*** STORED DATA
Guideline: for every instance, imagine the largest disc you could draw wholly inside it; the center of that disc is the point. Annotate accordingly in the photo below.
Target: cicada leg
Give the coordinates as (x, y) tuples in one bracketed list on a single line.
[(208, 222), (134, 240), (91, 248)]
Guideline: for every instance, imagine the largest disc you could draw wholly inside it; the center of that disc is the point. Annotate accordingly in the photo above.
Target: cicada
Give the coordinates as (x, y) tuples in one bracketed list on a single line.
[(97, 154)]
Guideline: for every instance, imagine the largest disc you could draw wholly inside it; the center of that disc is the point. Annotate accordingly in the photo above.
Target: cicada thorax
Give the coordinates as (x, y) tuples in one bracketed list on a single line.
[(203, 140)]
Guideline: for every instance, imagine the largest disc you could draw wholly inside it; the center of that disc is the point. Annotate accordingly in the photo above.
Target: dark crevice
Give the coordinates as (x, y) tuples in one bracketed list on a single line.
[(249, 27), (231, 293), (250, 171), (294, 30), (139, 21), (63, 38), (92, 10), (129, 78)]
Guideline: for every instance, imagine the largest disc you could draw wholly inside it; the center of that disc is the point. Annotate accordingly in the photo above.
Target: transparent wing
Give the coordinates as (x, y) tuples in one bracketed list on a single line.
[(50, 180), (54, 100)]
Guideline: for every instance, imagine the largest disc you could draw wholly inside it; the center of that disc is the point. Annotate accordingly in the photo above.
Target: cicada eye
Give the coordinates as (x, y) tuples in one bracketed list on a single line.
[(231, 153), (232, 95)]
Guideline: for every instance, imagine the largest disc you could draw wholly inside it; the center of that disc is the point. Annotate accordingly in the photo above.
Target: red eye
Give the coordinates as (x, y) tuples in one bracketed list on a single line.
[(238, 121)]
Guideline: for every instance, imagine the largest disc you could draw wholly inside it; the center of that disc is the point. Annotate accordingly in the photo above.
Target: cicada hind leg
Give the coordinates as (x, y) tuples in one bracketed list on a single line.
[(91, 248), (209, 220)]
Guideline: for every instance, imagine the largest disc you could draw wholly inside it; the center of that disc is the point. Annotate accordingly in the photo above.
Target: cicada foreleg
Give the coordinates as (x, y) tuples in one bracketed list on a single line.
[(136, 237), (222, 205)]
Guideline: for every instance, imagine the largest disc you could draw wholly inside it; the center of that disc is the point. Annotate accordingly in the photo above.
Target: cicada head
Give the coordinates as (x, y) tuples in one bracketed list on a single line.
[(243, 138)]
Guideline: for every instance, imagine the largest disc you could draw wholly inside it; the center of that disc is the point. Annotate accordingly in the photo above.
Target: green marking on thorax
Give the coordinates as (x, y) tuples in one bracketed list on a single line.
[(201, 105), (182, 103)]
******
(WHAT IS BEING ASKED) What is needed is every line from the data above that includes the string "thorax", copied out.

(REPLY)
Target: cicada thorax
Target: green marking on thorax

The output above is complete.